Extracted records
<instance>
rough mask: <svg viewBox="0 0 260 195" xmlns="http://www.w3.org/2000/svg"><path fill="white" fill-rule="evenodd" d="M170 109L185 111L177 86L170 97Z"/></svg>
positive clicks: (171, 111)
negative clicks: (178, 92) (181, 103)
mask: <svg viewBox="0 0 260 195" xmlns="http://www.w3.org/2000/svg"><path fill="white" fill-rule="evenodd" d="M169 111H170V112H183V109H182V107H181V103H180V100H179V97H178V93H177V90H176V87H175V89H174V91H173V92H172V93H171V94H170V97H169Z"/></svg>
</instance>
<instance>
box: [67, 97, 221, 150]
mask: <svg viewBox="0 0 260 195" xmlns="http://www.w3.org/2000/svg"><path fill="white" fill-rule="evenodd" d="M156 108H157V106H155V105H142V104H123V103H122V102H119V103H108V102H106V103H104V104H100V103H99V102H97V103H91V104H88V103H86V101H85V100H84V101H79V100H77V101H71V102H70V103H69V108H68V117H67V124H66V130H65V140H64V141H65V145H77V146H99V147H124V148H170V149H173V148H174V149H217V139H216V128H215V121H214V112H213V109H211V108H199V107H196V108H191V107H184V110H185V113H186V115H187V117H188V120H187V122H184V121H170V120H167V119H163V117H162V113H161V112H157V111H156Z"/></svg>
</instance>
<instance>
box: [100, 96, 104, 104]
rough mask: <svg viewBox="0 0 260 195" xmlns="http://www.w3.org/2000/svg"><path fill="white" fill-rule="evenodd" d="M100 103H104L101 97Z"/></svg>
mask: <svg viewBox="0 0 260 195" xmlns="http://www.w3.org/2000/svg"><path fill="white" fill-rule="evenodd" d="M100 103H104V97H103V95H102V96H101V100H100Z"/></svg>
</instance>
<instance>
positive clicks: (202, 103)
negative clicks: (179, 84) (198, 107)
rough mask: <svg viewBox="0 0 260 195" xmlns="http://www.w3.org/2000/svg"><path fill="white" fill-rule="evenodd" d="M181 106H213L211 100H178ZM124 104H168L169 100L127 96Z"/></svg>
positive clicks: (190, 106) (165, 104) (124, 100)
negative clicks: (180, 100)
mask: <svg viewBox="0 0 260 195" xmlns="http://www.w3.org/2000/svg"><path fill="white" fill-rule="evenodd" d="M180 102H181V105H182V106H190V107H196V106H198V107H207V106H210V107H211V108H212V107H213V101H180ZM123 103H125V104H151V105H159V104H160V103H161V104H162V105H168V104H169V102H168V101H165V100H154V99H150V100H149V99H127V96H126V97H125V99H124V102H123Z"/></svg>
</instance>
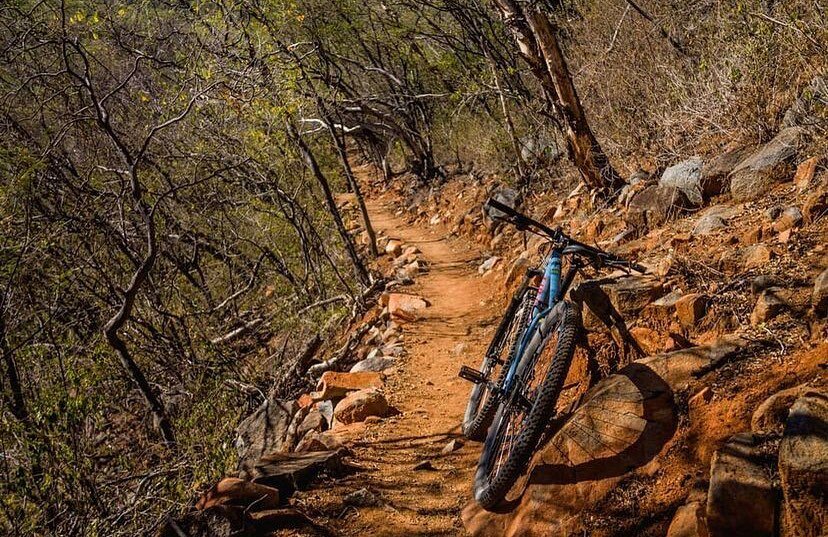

Your instructions: Go through the records and repeat each one exactly, skipping anything that is a picture.

Task response:
<instance>
rough mask: <svg viewBox="0 0 260 195" xmlns="http://www.w3.org/2000/svg"><path fill="white" fill-rule="evenodd" d="M170 109L185 111L177 86L170 97Z"/></svg>
positive clicks: (171, 111)
negative clicks: (178, 92) (181, 103)
mask: <svg viewBox="0 0 260 195" xmlns="http://www.w3.org/2000/svg"><path fill="white" fill-rule="evenodd" d="M169 111H170V112H183V109H182V107H181V103H180V100H179V97H178V93H177V90H176V87H175V89H174V91H173V92H172V93H171V94H170V97H169Z"/></svg>
</instance>
<instance>
box: [67, 97, 221, 150]
mask: <svg viewBox="0 0 260 195" xmlns="http://www.w3.org/2000/svg"><path fill="white" fill-rule="evenodd" d="M156 108H157V106H155V105H142V104H123V103H122V102H119V103H108V102H106V103H104V104H100V103H99V102H97V103H91V104H88V103H86V101H85V100H84V101H79V100H77V101H71V102H70V103H69V108H68V117H67V124H66V130H65V140H64V141H65V145H77V146H99V147H124V148H170V149H173V148H174V149H217V139H216V128H215V121H214V112H213V109H211V108H199V107H196V108H191V107H184V110H185V113H186V115H187V117H188V120H187V122H184V121H170V120H167V119H163V117H162V113H161V112H157V111H156Z"/></svg>
</instance>
<instance>
box: [100, 96, 104, 104]
rough mask: <svg viewBox="0 0 260 195" xmlns="http://www.w3.org/2000/svg"><path fill="white" fill-rule="evenodd" d="M100 103H104L101 97Z"/></svg>
mask: <svg viewBox="0 0 260 195" xmlns="http://www.w3.org/2000/svg"><path fill="white" fill-rule="evenodd" d="M100 103H104V97H103V95H102V96H101V100H100Z"/></svg>
</instance>
<instance>
positive clicks: (202, 103)
negative clicks: (179, 84) (198, 107)
rough mask: <svg viewBox="0 0 260 195" xmlns="http://www.w3.org/2000/svg"><path fill="white" fill-rule="evenodd" d="M181 106H213L211 100H178ZM124 104H168L169 100L127 96Z"/></svg>
positive clicks: (190, 106) (165, 104) (124, 100)
negative clicks: (180, 100)
mask: <svg viewBox="0 0 260 195" xmlns="http://www.w3.org/2000/svg"><path fill="white" fill-rule="evenodd" d="M180 102H181V105H182V106H190V107H196V106H198V107H207V106H210V107H211V108H212V107H213V101H180ZM123 103H125V104H151V105H159V104H160V103H161V104H162V105H168V104H169V102H168V101H165V100H154V99H150V100H149V99H127V96H126V97H125V99H124V102H123Z"/></svg>
</instance>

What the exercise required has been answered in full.